(STUDY TEXT Opens)
Chapter 30

Cover Cropping in Vineyards

Benefits and Drawbacks of Cover Crops

The use of cover crops can result in substantial benefits as well as be a source of unforeseen problems or drawbacks in the vineyard. The choice of which species, as well as the decision whether or not to plant a cover crop, is based in large part on the benefits desired. Problems associated with cover crops are often a result of unsuitable species or inappropriate management practices keeping in mind the best choice of species and practices can be highly site-dependent and often evolves through trial and error. Because species or viticultural practices may have benefits and drawbacks, the best choice is often a compromise.

Benefits of Cover Crops

Erosion Control

Cover crops can be planted in vineyards in vine mid-rows to control erosion.

Organic Matter and Soil Structure

A major benefit obtained from cover crops is the addition of organic matter to the soil. During the breakdown of organic matter by microorganisms, compounds are formed that are resistant to decomposition—such as gums, waxes, and resins. These compounds—and the mycelia, mucus, and slime produced by the microorganisms—help bind together soil particles as granules, or aggregates.

Nitrogen Fixation

One of the most significant contributions of legume cover crops is their ability to fix atmospheric nitrogen in their plant tissues in relationship with rhizobium bacteria. In association with legume roots, the bacteria convert atmospheric nitrogen into a form that plants can use.

Recycling or Scavenging Unused Nutrients

Cover crops can capture leachable nitrogen and making it available to the following crop after manure or compost applications. In general, legume cover crops do not scavenge nitrogen as well as grasses since they acquire nitrogen from the atmosphere, making them less aggressive at scavenging soil nitrate.
(STUDY TEXT Closes)
(INFORMATION Opens)
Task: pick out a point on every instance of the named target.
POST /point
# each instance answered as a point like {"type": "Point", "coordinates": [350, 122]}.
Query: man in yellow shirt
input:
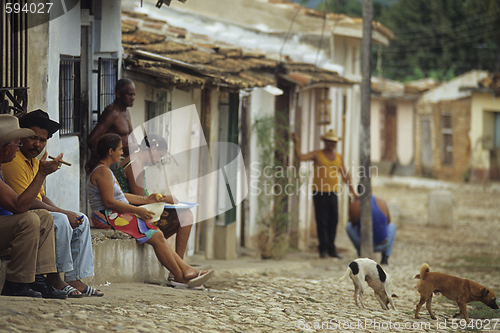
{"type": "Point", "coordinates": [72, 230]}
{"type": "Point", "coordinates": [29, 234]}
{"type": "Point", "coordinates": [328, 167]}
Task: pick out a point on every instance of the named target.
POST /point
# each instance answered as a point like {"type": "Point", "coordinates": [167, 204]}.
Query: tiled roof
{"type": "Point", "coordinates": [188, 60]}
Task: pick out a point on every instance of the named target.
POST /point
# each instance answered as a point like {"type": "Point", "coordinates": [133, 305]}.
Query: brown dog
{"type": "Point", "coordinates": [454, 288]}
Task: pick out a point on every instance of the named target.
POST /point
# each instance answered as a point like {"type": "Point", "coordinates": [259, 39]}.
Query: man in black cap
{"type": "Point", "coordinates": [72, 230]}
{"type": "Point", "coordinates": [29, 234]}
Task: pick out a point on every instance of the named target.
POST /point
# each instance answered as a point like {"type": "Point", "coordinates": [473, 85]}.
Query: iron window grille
(INFORMATION Closes)
(INFORMATION Opens)
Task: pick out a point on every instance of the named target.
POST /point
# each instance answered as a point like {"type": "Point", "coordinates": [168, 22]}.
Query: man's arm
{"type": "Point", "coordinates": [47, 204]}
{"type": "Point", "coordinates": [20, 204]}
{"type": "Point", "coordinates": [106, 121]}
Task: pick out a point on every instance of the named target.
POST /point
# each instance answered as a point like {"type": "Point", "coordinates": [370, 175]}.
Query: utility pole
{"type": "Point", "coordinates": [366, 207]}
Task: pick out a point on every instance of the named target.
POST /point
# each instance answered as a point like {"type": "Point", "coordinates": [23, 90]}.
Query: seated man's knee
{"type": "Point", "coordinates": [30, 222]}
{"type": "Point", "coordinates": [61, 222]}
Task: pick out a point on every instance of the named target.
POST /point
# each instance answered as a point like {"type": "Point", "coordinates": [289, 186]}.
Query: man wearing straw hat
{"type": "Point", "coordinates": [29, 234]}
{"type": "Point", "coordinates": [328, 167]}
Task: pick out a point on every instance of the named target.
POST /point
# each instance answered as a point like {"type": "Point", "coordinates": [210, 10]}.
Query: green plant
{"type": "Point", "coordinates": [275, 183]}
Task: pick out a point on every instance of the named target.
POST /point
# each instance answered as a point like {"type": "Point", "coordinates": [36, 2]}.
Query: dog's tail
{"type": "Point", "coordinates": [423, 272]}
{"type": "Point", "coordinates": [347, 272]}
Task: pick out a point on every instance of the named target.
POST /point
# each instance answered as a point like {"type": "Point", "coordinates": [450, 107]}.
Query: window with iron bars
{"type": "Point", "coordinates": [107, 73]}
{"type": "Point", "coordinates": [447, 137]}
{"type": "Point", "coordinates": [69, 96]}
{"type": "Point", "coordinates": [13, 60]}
(INFORMATION Closes)
WORK REQUIRED
Continue the text on cover cropping in vineyards, starting after its final sentence about legumes being less aggressive at scavenging soil nitrate.

RESULT OF THIS TASK
Regulate Vine Growth

Cover crops can be used to both invigorate vines (augmenting soil nitrogen from nitrogen-fixing legumes) and devigorate vines (root competition from non-legumes with the vines for nutrients and water).

Pest Control

Many cover crops provide a supplemental food source to insects in the form of nectar from their flowers. Cover crops can also provide shelter for insects.

Weed Suppression

Cover crops partially control some weeds by competing with them for light, moisture, nutrients, and space, which can be particularly helpful for suppressing winter annual weed growth or certain cool-season perennials. In addition, cover crops and their residues can act as mulches or physical barriers by smothering weeds, suppressing weed seed germination and growth, and lowering soil temperatures.

Soil Microbial Activity

Organic matter is a food source for microbiological life, which thrives in healthy, well-aerated soil. When a green manure crop is incorporated into the soil, microbes multiply to break down the fresh plant material, resulting in a rapid increase of microorganisms.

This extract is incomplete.